==== SELECTED TEXT ====

Keyword Generator - Made in Java - For Scraping

zuluranger · April 2015

Hi Magically

How to get your software? PM sent. Still waiting for your response.

magically · April 2015

@zuluranger

Hmm.. strange I didn't get any pm.

I will send you a pm now with the information;)

Kaine · April 2015

magically

Very nice, how upload new version ?

magically · April 2015

@Kaine

Once version 1.2 is ready I will send a pm to everyone with the new software and a download link.

Everyone should then download the new version, delete old one and replace with new one.

- Activation should not be necessary unless it's the first time you use the software.

Expect version 1.2 out very soon, just need to adjust a few things.

(Version 1.21 will include tweaks to the article scraper.)

Kaine · April 2015

Ok wait for 1.21

magically · April 2015

@Kaine

No need to wait buddy - I need feedback first from version 1.2.

Please test the article extractor with at least 50-100 urls, that you yourself has located up front.

- I need to see how it goes for you guys first, before we add the remaining stuff, like copyright removal and url replacement.

Update - Version 1.2 will be released today:

Changelog:

Current donors:

Patience:D I will send a pm to you guys with the new release.

Everyone else:

Please consider to join this adventure, as the development is based purely on interest, support and donations. I don't make money on this project - actually it can not even pay for the electricity;)

magically · April 2015

@Scraping Tool-Box Donors

PM has been sent out with new release - enjoy and have fun:D

magically · April 2015

Made a small test with just 4 targets:

http://en.wikipedia.org/wiki/Sandwich

http://en.wikipedia.org/wiki/Ice

http://en.wikipedia.org/wiki/Burger_King

http://en.wikipedia.org/wiki/Food

Here are the extracted articles (results from the Article Extractor):

https://www.dropbox.com/s/qwosze84a90j8my/Article6.txt?dl=0

https://www.dropbox.com/s/wa1as0ldo3fao5a/Article7.txt?dl=0

https://www.dropbox.com/s/t42x4ez4bsror76/Article8.txt?dl=0

https://www.dropbox.com/s/oy3v9saa4fbz8rg/Article9.txt?dl=0

Imagine doing this with 1000+ targets....

==== EXTRACTED MATERIAL ====

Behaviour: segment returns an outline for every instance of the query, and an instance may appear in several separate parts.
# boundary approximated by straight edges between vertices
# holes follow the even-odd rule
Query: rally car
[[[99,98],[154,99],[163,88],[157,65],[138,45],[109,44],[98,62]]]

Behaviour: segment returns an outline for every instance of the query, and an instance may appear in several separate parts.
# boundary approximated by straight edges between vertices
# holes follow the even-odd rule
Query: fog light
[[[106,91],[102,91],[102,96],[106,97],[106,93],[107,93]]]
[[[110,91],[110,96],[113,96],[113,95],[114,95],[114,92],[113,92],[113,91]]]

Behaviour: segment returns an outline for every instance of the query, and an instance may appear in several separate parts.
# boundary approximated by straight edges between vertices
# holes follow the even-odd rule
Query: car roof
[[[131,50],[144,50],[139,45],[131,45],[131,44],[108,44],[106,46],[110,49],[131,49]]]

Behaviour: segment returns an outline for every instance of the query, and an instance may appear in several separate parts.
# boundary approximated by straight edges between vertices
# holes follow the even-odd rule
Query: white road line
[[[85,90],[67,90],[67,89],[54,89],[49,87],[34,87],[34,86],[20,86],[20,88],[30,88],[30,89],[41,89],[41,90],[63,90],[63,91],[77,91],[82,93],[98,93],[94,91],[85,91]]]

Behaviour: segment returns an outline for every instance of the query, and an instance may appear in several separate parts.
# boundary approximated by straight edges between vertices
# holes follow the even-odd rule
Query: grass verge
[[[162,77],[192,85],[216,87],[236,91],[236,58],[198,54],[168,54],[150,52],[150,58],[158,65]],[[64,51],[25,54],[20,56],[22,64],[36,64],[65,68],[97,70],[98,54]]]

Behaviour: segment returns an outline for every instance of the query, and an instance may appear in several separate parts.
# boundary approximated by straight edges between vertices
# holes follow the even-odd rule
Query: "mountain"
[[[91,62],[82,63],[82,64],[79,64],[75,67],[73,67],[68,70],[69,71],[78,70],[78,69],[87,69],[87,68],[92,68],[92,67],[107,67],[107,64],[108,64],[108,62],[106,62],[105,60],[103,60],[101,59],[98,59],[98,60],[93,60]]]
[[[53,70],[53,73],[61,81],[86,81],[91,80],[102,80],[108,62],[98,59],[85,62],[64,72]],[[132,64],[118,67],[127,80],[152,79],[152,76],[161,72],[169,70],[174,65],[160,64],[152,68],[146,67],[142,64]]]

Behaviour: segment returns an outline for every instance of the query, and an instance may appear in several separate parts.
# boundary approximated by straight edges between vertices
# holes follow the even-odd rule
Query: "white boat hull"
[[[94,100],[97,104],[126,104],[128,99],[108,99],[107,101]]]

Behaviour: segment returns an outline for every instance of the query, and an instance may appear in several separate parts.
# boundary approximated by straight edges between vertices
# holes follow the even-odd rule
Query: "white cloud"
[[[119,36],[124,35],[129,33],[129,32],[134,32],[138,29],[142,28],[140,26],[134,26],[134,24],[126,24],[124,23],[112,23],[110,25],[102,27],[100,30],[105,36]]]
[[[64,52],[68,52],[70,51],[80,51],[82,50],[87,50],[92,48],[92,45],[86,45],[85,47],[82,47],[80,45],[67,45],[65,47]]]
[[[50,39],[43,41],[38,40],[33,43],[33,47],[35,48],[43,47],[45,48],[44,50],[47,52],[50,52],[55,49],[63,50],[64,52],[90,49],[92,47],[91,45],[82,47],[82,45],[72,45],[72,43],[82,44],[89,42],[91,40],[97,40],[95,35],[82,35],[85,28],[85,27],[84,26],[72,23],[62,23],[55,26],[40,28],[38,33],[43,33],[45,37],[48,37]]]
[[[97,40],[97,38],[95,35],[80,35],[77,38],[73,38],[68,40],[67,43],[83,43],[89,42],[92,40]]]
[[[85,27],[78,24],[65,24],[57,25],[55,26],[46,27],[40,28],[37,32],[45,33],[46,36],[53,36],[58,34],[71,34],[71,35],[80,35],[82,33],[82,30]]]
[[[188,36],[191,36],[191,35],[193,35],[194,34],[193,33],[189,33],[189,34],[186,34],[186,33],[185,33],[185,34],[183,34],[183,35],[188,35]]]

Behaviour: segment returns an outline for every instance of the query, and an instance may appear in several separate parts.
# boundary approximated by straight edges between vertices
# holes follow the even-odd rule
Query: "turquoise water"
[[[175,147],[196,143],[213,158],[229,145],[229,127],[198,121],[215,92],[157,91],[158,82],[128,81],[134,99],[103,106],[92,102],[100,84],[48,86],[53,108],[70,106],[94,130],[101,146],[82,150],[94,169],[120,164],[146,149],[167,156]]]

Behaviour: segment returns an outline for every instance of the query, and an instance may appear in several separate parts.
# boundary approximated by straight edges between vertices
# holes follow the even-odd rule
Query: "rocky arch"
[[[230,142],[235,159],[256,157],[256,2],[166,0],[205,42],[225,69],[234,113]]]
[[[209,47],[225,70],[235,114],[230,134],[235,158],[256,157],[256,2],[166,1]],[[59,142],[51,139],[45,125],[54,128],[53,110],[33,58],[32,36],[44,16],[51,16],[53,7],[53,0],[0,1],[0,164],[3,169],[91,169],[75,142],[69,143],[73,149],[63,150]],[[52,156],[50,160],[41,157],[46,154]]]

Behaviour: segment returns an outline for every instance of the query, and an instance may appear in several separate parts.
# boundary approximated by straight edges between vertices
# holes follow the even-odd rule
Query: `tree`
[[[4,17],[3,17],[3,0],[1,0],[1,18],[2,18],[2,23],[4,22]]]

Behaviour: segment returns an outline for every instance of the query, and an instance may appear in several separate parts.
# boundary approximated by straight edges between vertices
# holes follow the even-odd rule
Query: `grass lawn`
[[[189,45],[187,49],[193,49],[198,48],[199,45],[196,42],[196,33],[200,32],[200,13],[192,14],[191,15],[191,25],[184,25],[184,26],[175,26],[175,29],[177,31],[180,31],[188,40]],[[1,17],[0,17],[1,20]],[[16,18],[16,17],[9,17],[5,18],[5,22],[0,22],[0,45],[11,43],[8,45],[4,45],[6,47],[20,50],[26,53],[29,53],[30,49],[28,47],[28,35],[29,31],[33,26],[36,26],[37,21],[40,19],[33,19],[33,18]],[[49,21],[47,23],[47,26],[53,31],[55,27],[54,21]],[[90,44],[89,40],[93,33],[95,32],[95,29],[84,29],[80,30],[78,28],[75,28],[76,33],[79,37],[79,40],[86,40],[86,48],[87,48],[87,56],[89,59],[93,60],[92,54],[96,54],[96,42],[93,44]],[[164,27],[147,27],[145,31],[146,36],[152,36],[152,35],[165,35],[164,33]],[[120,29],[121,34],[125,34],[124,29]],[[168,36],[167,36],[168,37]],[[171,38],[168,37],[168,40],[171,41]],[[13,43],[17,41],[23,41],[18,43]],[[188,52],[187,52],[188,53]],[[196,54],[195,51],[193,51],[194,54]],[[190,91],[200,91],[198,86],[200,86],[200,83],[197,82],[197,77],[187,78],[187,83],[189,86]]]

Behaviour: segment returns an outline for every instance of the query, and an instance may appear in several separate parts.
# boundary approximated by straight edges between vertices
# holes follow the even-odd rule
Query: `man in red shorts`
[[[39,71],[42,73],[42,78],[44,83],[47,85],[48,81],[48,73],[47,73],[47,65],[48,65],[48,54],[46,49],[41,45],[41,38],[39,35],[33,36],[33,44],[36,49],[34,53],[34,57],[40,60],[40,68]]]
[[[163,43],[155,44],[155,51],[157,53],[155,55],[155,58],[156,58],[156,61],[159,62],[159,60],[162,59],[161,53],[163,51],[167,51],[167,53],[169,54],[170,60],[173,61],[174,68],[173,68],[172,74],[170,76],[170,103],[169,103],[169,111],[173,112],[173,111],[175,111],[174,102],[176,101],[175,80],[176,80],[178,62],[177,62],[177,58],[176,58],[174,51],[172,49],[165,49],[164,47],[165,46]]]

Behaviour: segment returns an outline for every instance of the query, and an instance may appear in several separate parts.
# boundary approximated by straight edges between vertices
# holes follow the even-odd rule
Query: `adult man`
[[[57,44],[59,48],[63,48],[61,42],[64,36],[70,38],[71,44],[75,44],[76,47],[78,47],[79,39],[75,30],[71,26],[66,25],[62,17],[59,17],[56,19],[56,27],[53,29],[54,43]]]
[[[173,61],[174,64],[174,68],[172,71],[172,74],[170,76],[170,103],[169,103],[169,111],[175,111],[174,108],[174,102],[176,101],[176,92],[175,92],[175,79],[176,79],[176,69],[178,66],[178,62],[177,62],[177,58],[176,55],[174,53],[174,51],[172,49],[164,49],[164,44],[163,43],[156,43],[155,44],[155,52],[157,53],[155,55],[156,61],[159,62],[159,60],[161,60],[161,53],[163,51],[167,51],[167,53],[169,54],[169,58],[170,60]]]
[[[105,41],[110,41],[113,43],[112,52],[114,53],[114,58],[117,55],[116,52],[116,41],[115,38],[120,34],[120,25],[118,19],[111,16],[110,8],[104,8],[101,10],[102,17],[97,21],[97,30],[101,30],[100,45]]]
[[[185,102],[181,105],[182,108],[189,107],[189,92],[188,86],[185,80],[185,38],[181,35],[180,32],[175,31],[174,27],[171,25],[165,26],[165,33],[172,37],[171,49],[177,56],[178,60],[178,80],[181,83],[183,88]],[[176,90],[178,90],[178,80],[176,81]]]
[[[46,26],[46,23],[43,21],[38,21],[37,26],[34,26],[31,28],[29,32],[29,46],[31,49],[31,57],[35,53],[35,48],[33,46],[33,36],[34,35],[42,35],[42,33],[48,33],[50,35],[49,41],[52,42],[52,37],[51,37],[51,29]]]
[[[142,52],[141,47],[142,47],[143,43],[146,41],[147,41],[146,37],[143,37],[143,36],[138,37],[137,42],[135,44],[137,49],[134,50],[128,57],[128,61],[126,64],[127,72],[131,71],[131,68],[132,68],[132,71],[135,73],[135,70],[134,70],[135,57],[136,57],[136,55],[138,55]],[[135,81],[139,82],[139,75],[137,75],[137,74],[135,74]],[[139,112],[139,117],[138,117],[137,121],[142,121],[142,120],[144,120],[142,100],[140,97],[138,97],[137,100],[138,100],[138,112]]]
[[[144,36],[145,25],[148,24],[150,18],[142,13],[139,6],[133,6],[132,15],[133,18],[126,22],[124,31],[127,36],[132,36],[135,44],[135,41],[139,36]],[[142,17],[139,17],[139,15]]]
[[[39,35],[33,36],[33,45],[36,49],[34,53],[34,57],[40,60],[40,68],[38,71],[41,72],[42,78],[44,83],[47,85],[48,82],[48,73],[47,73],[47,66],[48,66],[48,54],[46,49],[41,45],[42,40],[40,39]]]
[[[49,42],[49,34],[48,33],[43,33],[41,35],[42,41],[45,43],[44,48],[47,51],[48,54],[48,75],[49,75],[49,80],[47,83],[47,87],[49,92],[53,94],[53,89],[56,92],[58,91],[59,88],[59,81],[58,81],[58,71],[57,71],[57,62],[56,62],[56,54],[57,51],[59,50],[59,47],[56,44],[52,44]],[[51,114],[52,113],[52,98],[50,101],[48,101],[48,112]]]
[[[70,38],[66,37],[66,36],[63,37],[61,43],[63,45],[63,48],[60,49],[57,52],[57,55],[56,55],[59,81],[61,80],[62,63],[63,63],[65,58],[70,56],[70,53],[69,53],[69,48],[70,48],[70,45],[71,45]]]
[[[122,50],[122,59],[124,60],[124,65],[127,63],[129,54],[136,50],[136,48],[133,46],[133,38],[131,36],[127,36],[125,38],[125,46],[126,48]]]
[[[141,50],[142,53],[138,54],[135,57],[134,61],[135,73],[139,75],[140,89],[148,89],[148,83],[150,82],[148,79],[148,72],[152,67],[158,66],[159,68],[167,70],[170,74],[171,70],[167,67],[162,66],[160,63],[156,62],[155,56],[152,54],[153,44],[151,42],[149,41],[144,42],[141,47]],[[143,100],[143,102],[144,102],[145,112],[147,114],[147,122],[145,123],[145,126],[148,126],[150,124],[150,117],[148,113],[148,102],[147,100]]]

====

> WHAT IS REQUIRED:
Summarize the forum thread about the Java keyword generator in two sentences. Base your work on the forum thread alone, not on the records.

> THE RESPONSE:
The developer, magically, says version 1.2 will be sent by PM with a download link, and users should delete the old version and replace it with the new one, with activation needed only on first use. Before adding copyright removal and URL replacement, magically asks users to test the article extractor on 50-100 URLs of their own, and shares results from a small test with four Wikipedia targets.